Start of Block

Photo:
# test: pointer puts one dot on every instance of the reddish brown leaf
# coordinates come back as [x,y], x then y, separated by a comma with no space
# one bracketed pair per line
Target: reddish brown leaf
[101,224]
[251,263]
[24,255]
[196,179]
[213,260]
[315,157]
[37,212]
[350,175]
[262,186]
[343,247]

End of Block

**Work request**:
Write out every entry again exactly, please, with nothing missing.

**Exercise solution**:
Photo:
# test: pointer puts one dot on every instance of the reddish brown leaf
# coordinates come back as [x,y], x then y, separated by a comma with no space
# one bracketed pair per line
Target: reddish brown leaf
[101,224]
[251,263]
[24,255]
[196,179]
[213,260]
[315,157]
[37,212]
[350,175]
[262,186]
[343,247]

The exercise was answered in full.